__Assignment__. Copy each line of the records that holds the string "cargo".

__Information shown__.
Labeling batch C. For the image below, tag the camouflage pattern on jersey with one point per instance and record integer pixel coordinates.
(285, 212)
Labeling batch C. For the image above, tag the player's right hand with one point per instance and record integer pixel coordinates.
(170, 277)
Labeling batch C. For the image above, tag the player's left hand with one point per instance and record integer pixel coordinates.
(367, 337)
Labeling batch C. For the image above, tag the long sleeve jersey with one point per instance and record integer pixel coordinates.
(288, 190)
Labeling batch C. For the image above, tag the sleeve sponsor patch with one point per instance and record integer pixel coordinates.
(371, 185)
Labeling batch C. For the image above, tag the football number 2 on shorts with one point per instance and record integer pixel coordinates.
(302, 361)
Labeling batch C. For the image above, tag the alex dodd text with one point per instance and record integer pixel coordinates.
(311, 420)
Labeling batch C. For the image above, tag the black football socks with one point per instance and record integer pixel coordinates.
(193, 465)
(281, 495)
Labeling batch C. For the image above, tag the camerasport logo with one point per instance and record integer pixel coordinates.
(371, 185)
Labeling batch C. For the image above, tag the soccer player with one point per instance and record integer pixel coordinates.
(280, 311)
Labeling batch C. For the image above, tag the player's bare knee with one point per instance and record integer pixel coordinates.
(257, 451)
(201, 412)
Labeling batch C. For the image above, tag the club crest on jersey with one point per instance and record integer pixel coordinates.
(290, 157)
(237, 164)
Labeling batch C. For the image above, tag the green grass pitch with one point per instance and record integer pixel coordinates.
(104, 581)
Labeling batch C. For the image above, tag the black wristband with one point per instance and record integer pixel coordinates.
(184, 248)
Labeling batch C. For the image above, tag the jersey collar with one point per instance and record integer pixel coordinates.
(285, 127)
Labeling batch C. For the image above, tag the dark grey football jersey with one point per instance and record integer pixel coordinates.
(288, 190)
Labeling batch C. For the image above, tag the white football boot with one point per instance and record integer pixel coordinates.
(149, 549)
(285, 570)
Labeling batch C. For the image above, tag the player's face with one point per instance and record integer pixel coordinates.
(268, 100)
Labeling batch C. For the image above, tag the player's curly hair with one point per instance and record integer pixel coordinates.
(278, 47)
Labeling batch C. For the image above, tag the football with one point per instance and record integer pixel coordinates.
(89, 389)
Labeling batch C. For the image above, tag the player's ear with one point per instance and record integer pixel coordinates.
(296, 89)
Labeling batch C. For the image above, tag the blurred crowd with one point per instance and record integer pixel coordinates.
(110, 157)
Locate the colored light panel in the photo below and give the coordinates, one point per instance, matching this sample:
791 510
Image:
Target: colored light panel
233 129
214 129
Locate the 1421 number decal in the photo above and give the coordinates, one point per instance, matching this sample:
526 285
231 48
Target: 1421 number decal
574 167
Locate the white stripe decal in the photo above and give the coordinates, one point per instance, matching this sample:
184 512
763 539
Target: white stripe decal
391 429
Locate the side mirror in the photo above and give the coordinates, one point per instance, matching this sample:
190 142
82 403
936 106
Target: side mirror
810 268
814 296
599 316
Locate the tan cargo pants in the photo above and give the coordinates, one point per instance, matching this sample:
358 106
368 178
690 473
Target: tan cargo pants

__Finished exercise__.
Locate the tan cargo pants in the photo above and give the coordinates, one point per instance, matching this sample:
Target: tan cargo pants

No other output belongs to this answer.